** Opening Data in this exercise block **

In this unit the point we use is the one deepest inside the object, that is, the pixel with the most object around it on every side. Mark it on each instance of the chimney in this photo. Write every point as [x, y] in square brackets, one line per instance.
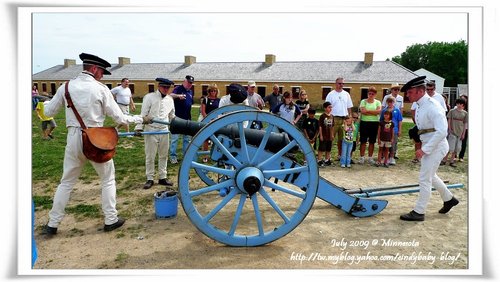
[270, 59]
[123, 61]
[69, 62]
[189, 60]
[368, 58]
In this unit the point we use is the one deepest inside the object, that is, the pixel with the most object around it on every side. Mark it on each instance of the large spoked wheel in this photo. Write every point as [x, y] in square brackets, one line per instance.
[203, 174]
[266, 195]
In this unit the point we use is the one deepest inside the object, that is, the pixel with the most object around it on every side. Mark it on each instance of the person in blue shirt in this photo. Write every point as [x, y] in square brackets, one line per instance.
[397, 119]
[183, 101]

** Closing Data in this exercise block **

- [Exercise details]:
Each line from the one containing "of the large" to the end of the entries above should be copied exactly, and no other line.

- [Response below]:
In this unit the point we use is the one deepest inside the object, that is, the pixel with the most object around it on every side. Mark it on each instance of the large spoked wheel in this photo. Write every point as [x, y] in square brackets, one line per instance.
[203, 174]
[266, 195]
In this unit the point we use is the one deepest inside the object, that is, the pixel with the most object around it on every side. Mark it on each instance of the person in blue shirt in this photo. Write every point as [x, y] in square brackets, one line per instance.
[397, 119]
[183, 101]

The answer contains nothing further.